═════ PAGE ═════
RETURNING BEV. CONTAINERS FOR DEPOSIT S.B. 1391 (S-1)-1394: FLOOR SUMMARY
Senate Bill 1391 (Substitute S-1 as reported)
Senate Bill 1392 (Substitute S-1 as reported)
Senate Bills 1393 and 1394 (as reported without amendment)
Sponsor: Senator Cameron S. Brown (S.B. 1391) Senator Randy Richardville (S.B. 1392) Senator Jason E. Allen (S.B. 1393) Senator Ron Jelinek (S.B. 1394)
Committee: Commerce and Tourism

CONTENT
Senate Bill 1391 (S-1) would amend the beverage container deposit law to revise the penalties for knowingly returning nonrefundable beverage containers to a dealer for a refund, and prescribe penalties for a dealer or distributor who knowingly accepted and paid a deposit for nonreturnable containers.


Under the law, a person may not return or attempt to return to a dealer for a refund a beverage container that the person knows or should know was not purchased in Michigan as a filled returnable container or that the person knows or should know did not have a deposit paid for it at the time of purchase. A violation is punishable as shown in the following table.


Current Penalties

Nonreturnable Containers Status Maximum Penalty
25-100 Misdemeanor $100
More than 100, or a repeat violation of 25-100 Misdemeanor 93 days and/or $500

Under the bill, a violation would be punishable as shown below.


Proposed Penalties

Nonreturnable Containers Status Maximum Penalty
25-100 Civil Violation $100
More than 100, but fewer than 10,000 Misdemeanor 93 days and/or $1,000
Repeat violation of more than 100, but fewer than 10,000 Misdemeanor 1 year and/or $2,000
10,000 or more Felony 5 years and/or $5,000

The bill also would prohibit a dealer or distributor from knowingly accepting and paying a deposit for a nonreturnable container or knowingly delivering a nonreturnable container to a distributor or manufacturer for a refund. A violation by a dealer or a distributor would be punishable as shown in the table of proposed penalties. For a violation by an employee, a dealer or distributor could raise as an affirmative defense that it had a written policy prohibiting redemption of nonreturnable containers and enforced the policy.
═════ RECORD LIST ═════
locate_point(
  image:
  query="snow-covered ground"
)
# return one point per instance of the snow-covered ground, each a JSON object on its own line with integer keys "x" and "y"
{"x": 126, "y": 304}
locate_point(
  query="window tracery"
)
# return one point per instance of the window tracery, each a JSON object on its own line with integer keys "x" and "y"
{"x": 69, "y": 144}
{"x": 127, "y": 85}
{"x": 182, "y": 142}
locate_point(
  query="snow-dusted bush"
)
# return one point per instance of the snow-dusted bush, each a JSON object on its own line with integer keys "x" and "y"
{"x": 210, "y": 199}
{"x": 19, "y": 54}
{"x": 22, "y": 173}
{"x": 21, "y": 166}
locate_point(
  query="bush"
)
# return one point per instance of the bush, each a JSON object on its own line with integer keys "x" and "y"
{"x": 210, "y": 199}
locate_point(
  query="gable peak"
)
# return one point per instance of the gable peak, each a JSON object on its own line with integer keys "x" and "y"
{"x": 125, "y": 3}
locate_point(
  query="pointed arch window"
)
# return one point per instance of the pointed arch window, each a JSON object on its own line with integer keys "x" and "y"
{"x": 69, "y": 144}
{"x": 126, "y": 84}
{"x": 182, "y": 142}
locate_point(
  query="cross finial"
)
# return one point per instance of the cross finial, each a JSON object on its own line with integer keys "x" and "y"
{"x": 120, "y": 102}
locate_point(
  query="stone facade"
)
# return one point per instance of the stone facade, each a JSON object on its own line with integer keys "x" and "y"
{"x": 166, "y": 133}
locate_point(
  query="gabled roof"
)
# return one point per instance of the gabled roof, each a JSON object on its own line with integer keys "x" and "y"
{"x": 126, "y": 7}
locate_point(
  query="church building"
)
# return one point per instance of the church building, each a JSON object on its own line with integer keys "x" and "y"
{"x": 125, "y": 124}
═════
> _WHAT THE TASK ASKS_:
Please answer these questions from the floor summary above.
(a) Which committee reported the bills?
(b) Who sponsored Senate Bill 1393?
(c) Under the proposed penalties, what status and maximum penalty would apply to returning 10,000 or more nonreturnable containers?

> _FULL ANSWER_:
(a) Commerce and Tourism
(b) Senator Jason E. Allen
(c) A felony, with a maximum penalty of 5 years and/or $5,000